**EXERCISE DETAILS**
Copy verbatim the lines of the records below, starting at the line that contains "foliage in the photo above." and continuing up to and including the last line of the records.

**PROVIDED DATA**
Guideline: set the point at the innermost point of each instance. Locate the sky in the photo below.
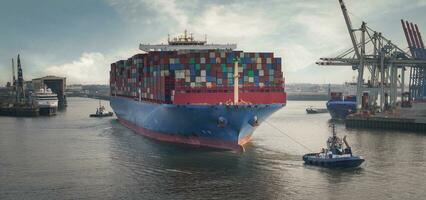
(80, 38)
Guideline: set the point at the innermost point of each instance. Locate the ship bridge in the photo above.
(185, 42)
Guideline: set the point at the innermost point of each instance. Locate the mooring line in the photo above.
(294, 140)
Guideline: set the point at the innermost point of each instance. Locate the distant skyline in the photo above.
(80, 38)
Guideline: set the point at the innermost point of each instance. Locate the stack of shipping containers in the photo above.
(159, 75)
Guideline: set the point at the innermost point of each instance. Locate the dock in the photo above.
(408, 119)
(19, 110)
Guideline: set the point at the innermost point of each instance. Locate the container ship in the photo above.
(195, 93)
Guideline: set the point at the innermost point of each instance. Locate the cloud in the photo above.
(88, 69)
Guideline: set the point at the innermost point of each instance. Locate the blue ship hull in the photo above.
(341, 109)
(218, 126)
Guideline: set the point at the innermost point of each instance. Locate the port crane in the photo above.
(376, 56)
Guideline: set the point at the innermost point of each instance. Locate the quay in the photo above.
(19, 110)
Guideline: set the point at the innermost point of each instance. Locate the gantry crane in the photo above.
(380, 65)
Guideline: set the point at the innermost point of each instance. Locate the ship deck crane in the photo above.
(378, 57)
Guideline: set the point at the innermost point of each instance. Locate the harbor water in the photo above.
(72, 156)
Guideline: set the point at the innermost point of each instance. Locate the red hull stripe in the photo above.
(214, 98)
(193, 141)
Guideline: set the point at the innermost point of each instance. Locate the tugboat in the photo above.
(334, 156)
(101, 112)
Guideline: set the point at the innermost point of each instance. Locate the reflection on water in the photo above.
(71, 156)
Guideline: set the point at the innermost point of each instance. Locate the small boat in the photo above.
(334, 156)
(101, 112)
(312, 110)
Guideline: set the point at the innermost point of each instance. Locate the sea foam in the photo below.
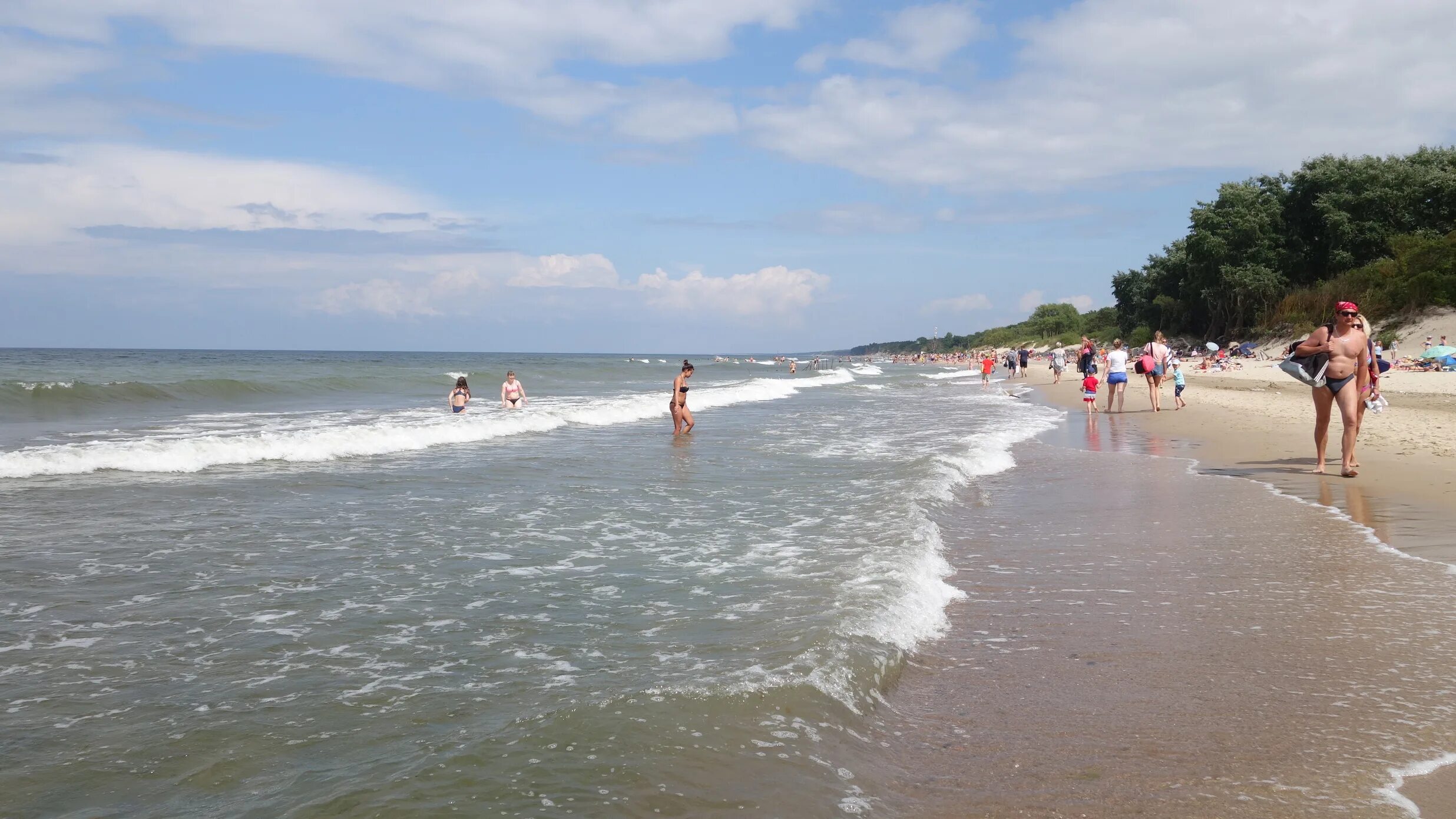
(395, 433)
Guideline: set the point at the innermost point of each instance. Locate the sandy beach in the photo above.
(1257, 424)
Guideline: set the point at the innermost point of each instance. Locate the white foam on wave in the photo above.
(919, 572)
(989, 452)
(393, 433)
(1398, 776)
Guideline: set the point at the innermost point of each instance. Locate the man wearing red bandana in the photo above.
(1347, 380)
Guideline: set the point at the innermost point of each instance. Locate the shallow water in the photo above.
(293, 585)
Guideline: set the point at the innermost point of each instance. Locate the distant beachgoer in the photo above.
(1158, 350)
(1349, 361)
(461, 396)
(1116, 376)
(677, 403)
(513, 393)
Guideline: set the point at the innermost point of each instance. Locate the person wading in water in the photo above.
(677, 403)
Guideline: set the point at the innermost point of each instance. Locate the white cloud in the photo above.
(958, 304)
(766, 291)
(504, 48)
(29, 75)
(147, 188)
(853, 218)
(392, 299)
(918, 38)
(1117, 87)
(674, 115)
(561, 270)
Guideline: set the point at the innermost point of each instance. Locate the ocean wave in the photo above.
(53, 394)
(991, 452)
(952, 374)
(918, 572)
(395, 433)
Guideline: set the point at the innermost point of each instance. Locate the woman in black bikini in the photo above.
(461, 396)
(513, 393)
(677, 403)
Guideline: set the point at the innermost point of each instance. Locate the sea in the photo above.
(293, 583)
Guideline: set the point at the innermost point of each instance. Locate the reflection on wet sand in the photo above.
(1168, 645)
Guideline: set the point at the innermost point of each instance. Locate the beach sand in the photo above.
(1259, 424)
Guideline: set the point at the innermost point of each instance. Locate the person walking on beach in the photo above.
(1085, 359)
(1371, 394)
(677, 403)
(461, 396)
(1157, 351)
(1116, 374)
(513, 393)
(1090, 393)
(1349, 361)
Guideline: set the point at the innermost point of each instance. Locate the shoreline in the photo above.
(1401, 495)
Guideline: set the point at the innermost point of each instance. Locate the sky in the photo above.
(654, 175)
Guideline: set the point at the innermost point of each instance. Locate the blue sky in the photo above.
(669, 175)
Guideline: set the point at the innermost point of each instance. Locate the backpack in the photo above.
(1146, 363)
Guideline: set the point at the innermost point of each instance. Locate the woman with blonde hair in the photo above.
(1116, 374)
(1155, 364)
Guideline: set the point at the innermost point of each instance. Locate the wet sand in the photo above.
(1261, 428)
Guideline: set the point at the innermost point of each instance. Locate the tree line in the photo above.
(1272, 254)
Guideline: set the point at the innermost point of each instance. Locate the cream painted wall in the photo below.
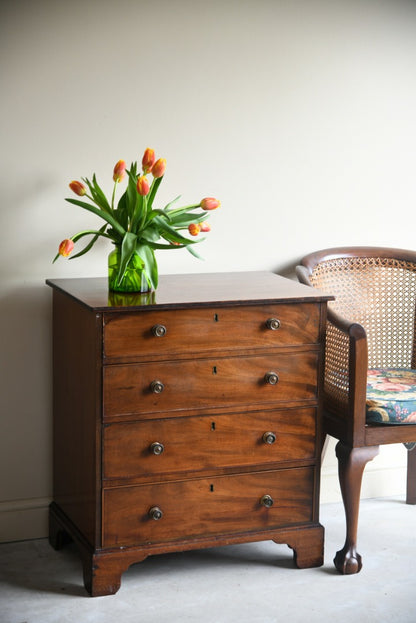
(299, 115)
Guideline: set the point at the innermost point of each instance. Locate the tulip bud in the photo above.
(194, 229)
(66, 247)
(159, 167)
(78, 188)
(209, 203)
(119, 171)
(148, 160)
(143, 186)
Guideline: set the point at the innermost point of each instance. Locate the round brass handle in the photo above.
(157, 448)
(273, 324)
(271, 378)
(269, 437)
(159, 330)
(157, 387)
(155, 513)
(267, 501)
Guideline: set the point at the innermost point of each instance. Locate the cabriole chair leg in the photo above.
(351, 464)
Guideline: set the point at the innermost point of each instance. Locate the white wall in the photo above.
(299, 115)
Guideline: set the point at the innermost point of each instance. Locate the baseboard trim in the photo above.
(21, 520)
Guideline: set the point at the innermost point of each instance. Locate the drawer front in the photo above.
(156, 447)
(220, 505)
(159, 333)
(208, 383)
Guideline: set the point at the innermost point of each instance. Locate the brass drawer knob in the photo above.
(273, 324)
(155, 513)
(157, 387)
(157, 448)
(269, 438)
(159, 330)
(271, 378)
(267, 501)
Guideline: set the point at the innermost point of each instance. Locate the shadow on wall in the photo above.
(26, 391)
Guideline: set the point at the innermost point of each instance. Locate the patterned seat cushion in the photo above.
(391, 396)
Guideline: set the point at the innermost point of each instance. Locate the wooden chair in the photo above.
(371, 326)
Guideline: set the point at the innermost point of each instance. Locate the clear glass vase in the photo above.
(134, 278)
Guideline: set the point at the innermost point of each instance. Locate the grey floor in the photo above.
(251, 583)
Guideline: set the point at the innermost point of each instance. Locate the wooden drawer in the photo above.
(131, 336)
(131, 449)
(219, 505)
(208, 383)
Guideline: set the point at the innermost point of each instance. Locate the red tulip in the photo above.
(119, 171)
(78, 188)
(66, 247)
(194, 229)
(143, 186)
(159, 167)
(148, 160)
(209, 203)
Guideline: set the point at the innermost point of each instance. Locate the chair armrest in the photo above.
(346, 363)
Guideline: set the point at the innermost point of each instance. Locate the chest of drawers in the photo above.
(185, 418)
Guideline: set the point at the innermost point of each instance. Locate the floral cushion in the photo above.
(391, 396)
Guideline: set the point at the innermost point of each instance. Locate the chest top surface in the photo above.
(191, 290)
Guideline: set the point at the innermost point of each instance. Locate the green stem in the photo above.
(113, 196)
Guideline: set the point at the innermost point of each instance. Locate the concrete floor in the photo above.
(251, 583)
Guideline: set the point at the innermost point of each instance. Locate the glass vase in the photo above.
(134, 278)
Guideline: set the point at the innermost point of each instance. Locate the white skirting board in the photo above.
(21, 520)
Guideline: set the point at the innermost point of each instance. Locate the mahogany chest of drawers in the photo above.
(186, 418)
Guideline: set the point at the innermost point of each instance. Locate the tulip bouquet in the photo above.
(135, 227)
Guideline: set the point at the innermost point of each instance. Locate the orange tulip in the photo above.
(148, 160)
(119, 171)
(194, 229)
(143, 186)
(66, 247)
(78, 188)
(209, 203)
(159, 167)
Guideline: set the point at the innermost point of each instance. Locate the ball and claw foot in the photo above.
(347, 561)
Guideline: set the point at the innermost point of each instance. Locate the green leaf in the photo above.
(101, 213)
(99, 196)
(150, 265)
(193, 252)
(150, 234)
(153, 190)
(128, 248)
(167, 206)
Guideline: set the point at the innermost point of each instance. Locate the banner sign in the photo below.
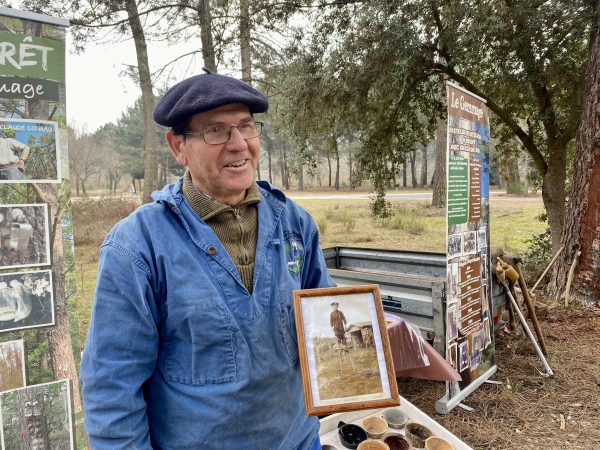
(469, 327)
(28, 56)
(29, 88)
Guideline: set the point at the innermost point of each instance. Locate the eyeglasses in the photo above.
(220, 134)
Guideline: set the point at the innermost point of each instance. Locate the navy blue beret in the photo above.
(202, 93)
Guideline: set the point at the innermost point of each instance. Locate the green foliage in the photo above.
(380, 207)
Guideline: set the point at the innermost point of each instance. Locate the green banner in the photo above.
(26, 56)
(458, 190)
(29, 88)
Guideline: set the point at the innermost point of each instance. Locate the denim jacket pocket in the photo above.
(201, 348)
(287, 326)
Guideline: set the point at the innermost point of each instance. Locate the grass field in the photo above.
(413, 226)
(526, 411)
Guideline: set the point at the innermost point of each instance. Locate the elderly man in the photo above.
(337, 321)
(192, 341)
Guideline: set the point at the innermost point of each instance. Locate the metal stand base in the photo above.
(445, 404)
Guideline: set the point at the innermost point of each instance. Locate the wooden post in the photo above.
(530, 308)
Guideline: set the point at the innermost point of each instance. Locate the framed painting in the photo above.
(344, 349)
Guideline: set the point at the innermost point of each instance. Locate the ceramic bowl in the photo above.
(351, 435)
(396, 441)
(372, 444)
(375, 426)
(395, 417)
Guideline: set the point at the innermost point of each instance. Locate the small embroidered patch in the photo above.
(295, 254)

**COMPLETED EXERCISE**
Guideline: set the point at the innermost point of each instance. Locate the green foliage in the photo above.
(380, 207)
Guideline: set the point at the innermost point of each instance. Locate the green banner in the photo above.
(26, 56)
(458, 190)
(29, 88)
Guideline: set the point at the innermost point of each instance. Locate the denim jacket pocket in the photo above.
(201, 348)
(287, 326)
Guideline: set the point at the innermost point of each instance. Locate the grass field in the photo above.
(413, 226)
(526, 411)
Guideline: set the point at the innermost point of each instance. Locate the elderly man in the photo above.
(337, 321)
(192, 341)
Guideline: set the point at the innermost point of each instance. Locate the metal stand base in the photo above.
(445, 404)
Guideline: set the point at the innermost point of each instance. Locate the wooden post in the photo above.
(530, 308)
Guideline: set the point at the innermost point of each instance. Locate the framed painting in the photo above.
(344, 349)
Guideline: set the point at the innermost point of each instance. Locate the ceramic bowl in the photo above.
(351, 435)
(396, 441)
(372, 444)
(375, 426)
(395, 417)
Guideline: set the point at the innermost point of each instance. Locate the small embroidered patch in the photo above.
(295, 254)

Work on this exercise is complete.